## THE REQUEST
Restate, word for word, all of the material shown below.
------ DATA SECTION
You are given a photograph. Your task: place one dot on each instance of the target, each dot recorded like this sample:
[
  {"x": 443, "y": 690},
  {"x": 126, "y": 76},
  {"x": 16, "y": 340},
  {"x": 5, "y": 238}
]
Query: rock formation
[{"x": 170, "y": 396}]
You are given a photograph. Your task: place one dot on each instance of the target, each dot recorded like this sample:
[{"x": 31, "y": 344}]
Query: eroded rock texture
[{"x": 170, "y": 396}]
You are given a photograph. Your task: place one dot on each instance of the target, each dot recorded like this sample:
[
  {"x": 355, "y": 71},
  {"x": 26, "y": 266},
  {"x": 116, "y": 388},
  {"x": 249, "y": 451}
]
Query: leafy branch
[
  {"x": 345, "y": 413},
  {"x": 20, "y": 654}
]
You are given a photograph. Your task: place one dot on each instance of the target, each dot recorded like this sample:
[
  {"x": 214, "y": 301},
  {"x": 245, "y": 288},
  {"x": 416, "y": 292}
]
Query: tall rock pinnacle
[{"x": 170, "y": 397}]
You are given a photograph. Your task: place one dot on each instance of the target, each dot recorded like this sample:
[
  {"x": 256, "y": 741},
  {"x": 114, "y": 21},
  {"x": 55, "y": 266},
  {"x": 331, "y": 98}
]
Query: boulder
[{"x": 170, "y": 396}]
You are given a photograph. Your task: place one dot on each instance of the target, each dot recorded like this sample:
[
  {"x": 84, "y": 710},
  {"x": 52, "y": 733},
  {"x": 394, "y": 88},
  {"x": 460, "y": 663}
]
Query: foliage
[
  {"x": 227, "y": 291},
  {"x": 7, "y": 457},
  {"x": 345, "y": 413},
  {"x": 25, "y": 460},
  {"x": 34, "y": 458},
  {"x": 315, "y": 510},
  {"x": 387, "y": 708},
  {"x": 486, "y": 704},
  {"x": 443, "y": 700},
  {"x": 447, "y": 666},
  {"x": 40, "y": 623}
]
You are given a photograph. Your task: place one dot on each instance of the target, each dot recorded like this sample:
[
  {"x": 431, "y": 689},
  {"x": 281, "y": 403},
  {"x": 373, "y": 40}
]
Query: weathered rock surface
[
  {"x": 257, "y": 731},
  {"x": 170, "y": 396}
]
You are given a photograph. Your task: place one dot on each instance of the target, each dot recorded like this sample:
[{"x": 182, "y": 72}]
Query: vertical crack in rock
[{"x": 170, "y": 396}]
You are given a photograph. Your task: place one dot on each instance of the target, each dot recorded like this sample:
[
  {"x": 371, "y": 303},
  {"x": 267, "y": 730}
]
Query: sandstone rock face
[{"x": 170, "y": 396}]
------------
## EXERCISE ANSWER
You are given a photograph. Your task: place one dot on each instance of the target, each dot recorded like this sample:
[
  {"x": 443, "y": 690},
  {"x": 126, "y": 76},
  {"x": 16, "y": 340},
  {"x": 5, "y": 238}
]
Query: rock formation
[{"x": 170, "y": 396}]
You are given a photograph. Your task: place one dot on each instance of the target, each dot recorded like this sample:
[{"x": 31, "y": 344}]
Query: eroded rock texture
[{"x": 170, "y": 396}]
You are given a photograph. Your task: place one dot on each instance of the target, each dot recorded like this sample:
[
  {"x": 355, "y": 71},
  {"x": 26, "y": 266},
  {"x": 116, "y": 388},
  {"x": 249, "y": 451}
]
Query: leafy branch
[
  {"x": 345, "y": 413},
  {"x": 20, "y": 654}
]
You are given a photograph. Your task: place one dot on each instance of the target, each dot recorded like this sample:
[
  {"x": 214, "y": 301},
  {"x": 245, "y": 288},
  {"x": 416, "y": 292}
]
Query: tall rock pinnacle
[{"x": 170, "y": 397}]
You are given a photograph. Your task: place one dot on each instance of the target, each dot recorded like this sample:
[
  {"x": 256, "y": 741},
  {"x": 114, "y": 21},
  {"x": 55, "y": 266},
  {"x": 331, "y": 98}
]
Query: boulder
[{"x": 170, "y": 396}]
You are given a photograph. Your task: place one dot on each instance of the target, each dot recorded like this sample:
[
  {"x": 84, "y": 710},
  {"x": 52, "y": 733},
  {"x": 394, "y": 88},
  {"x": 460, "y": 663}
]
Query: foliage
[
  {"x": 227, "y": 291},
  {"x": 7, "y": 457},
  {"x": 345, "y": 413},
  {"x": 25, "y": 460},
  {"x": 34, "y": 458},
  {"x": 315, "y": 510},
  {"x": 387, "y": 708},
  {"x": 486, "y": 704},
  {"x": 443, "y": 700},
  {"x": 447, "y": 666},
  {"x": 40, "y": 623}
]
You are given a photograph. Your task: place one dot on each instance of the target, each dot recorded like this sample:
[
  {"x": 431, "y": 689},
  {"x": 281, "y": 403},
  {"x": 373, "y": 40}
]
Query: weathered rock surface
[
  {"x": 257, "y": 731},
  {"x": 170, "y": 396}
]
You are given a photograph. Your task: place one dot on each instance of the target, each dot recorded like this sample:
[{"x": 182, "y": 72}]
Query: vertical crack in rock
[{"x": 170, "y": 396}]
You are given a photograph. Your task: place one dot on each instance of the target, each dot recorded like this sample:
[
  {"x": 371, "y": 303},
  {"x": 267, "y": 730}
]
Query: sandstone rock face
[{"x": 170, "y": 396}]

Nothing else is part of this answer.